Your objective>
In the data below, change every "regions" to "matches" and write the lines out again with nothing else altered.

══ Data listing ══

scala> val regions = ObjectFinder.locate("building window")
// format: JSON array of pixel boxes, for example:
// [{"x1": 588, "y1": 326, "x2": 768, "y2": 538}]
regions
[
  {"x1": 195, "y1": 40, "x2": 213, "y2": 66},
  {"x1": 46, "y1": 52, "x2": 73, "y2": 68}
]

═══

Written reply>
scala> val matches = ObjectFinder.locate("building window")
// format: JSON array of pixel boxes, for example:
// [{"x1": 588, "y1": 326, "x2": 768, "y2": 538}]
matches
[
  {"x1": 195, "y1": 40, "x2": 213, "y2": 66},
  {"x1": 46, "y1": 52, "x2": 73, "y2": 68}
]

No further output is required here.